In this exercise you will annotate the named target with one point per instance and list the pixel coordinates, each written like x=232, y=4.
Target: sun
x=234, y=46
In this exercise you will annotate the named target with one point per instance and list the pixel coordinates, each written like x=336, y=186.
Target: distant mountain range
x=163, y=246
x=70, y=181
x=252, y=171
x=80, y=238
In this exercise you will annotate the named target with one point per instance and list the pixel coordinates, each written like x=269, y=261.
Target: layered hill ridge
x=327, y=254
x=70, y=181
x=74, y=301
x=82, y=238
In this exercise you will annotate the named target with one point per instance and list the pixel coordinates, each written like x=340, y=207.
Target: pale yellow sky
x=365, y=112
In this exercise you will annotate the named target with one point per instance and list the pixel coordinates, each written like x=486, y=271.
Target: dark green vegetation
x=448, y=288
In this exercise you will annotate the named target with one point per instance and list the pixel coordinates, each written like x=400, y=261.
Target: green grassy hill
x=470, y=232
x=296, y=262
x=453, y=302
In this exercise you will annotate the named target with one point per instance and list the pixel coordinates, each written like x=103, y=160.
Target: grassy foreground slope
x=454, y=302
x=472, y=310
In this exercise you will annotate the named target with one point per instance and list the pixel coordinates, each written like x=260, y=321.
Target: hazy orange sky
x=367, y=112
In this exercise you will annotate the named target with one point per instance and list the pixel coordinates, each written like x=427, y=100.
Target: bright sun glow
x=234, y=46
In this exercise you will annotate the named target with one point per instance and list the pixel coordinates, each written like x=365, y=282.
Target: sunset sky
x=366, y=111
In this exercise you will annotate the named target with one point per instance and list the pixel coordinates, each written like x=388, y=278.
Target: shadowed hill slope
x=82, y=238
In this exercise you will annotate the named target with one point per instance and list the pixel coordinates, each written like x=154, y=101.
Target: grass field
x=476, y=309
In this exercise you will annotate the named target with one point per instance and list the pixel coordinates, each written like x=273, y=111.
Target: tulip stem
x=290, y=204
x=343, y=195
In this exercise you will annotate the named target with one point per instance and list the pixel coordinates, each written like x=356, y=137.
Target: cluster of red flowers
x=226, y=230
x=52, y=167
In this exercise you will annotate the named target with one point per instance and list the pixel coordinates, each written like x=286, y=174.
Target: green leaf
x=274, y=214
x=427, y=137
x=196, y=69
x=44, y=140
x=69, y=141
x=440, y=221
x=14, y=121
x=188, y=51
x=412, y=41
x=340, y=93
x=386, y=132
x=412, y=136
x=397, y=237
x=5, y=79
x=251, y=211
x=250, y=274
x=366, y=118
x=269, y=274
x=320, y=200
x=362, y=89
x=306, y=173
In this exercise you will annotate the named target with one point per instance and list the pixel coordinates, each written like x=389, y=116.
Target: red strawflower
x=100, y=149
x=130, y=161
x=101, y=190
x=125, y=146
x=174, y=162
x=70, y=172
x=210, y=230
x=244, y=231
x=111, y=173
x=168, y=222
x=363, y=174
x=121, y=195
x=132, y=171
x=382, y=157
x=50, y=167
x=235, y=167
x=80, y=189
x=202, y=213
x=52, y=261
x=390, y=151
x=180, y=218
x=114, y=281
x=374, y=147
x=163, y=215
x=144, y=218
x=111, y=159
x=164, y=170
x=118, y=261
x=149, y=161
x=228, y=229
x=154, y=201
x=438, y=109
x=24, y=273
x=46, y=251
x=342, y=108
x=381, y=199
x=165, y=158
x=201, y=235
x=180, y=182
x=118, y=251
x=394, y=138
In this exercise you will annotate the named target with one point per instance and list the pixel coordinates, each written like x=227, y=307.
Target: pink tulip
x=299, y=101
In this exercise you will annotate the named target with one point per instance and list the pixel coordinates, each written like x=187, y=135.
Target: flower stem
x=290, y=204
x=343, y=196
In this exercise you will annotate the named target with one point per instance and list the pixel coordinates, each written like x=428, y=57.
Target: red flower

#### WRITTEN INSTRUCTION
Rewrite all of the entries above, replacing "annotate" with "mark" everywhere it appears and leaving everything else unchanged.

#### FULL ANSWER
In this exercise you will mark the named target with one point per instance and list the pixel coordinates, each written like x=232, y=4.
Target: sun
x=234, y=46
In this exercise you will mark the named target with one point per instance and list the pixel coordinates, each written like x=336, y=186.
Target: distant mountain range
x=163, y=246
x=70, y=181
x=252, y=171
x=80, y=238
In this exercise you will mark the named target with one point per instance and list the pixel coordinates, each written like x=269, y=261.
Target: layered hill ridge
x=327, y=254
x=70, y=181
x=74, y=301
x=82, y=238
In this exercise you will mark the named target with one point per instance and list the pixel coordinates, each written like x=340, y=207.
Target: pale yellow sky
x=365, y=112
In this exercise you will mark the named target with one point per instance and list the pixel coordinates, each written like x=486, y=271.
Target: dark green vegetation
x=448, y=288
In this exercise you will mark the named target with one point per instance and list the pixel coordinates, each written like x=400, y=261.
Target: green grassy hill
x=470, y=232
x=296, y=262
x=453, y=302
In this exercise you will mark the named target with one point per instance and list the pixel coordinates, each written like x=103, y=160.
Target: grassy foreground slope
x=454, y=302
x=472, y=310
In this exercise you will mark the named target with one point per instance and list the pixel coordinates, each written like x=260, y=321.
Target: hazy orange sky
x=367, y=112
In this exercise you will mark the named target with one point per instance and list the pixel coordinates, each written like x=427, y=100.
Target: bright sun glow
x=234, y=46
In this exercise you will mark the named target with one point per instance and list the pixel coordinates, each written like x=365, y=282.
Target: sunset sky
x=366, y=111
In this exercise you will mark the named target with one point per instance and list the pixel coordinates, each written like x=388, y=278.
Target: shadowed hill slope
x=82, y=238
In this exercise you will mark the named target with one point per instance and list the pixel coordinates, each written like x=154, y=101.
Target: grass field
x=476, y=309
In this exercise you will mark the named target with one point per instance and list the pixel coordinates, each written like x=273, y=111.
Target: tulip stem
x=290, y=204
x=343, y=195
In this exercise you will mark the named target with one point per instance and list the pixel coordinates, each written like x=356, y=137.
Target: cluster of red flowers
x=226, y=230
x=52, y=167
In this exercise you will mark the named target with one point per instance and list the pixel coordinates, each written like x=286, y=174.
Target: green leaf
x=274, y=214
x=427, y=137
x=196, y=69
x=44, y=140
x=69, y=141
x=440, y=221
x=14, y=121
x=188, y=51
x=412, y=41
x=340, y=93
x=386, y=132
x=412, y=136
x=397, y=237
x=5, y=79
x=251, y=211
x=250, y=274
x=366, y=118
x=269, y=274
x=320, y=200
x=362, y=89
x=306, y=173
In this exercise you will mark the named target with one point per instance and list the pixel coordinates, each written like x=389, y=116.
Target: red strawflower
x=100, y=149
x=130, y=161
x=101, y=190
x=125, y=146
x=174, y=162
x=70, y=172
x=210, y=230
x=244, y=231
x=111, y=173
x=168, y=222
x=363, y=174
x=121, y=195
x=132, y=171
x=382, y=157
x=50, y=167
x=235, y=167
x=80, y=189
x=202, y=213
x=52, y=261
x=390, y=151
x=180, y=218
x=114, y=281
x=374, y=147
x=163, y=215
x=144, y=218
x=111, y=159
x=164, y=170
x=118, y=261
x=149, y=161
x=228, y=229
x=154, y=201
x=438, y=109
x=24, y=273
x=46, y=251
x=342, y=108
x=381, y=199
x=165, y=158
x=201, y=235
x=180, y=182
x=118, y=251
x=394, y=138
In this exercise you will mark the named target with one point per instance and list the pixel coordinates, each written like x=227, y=307.
Target: pink tulip
x=299, y=101
In this exercise you will mark the named target with one point per instance and list the pixel coordinates, each written like x=187, y=135.
Target: flower stem
x=290, y=204
x=343, y=196
In this exercise you will mark the named target with one point per instance and list the pixel coordinates, each written like x=428, y=57.
Target: red flower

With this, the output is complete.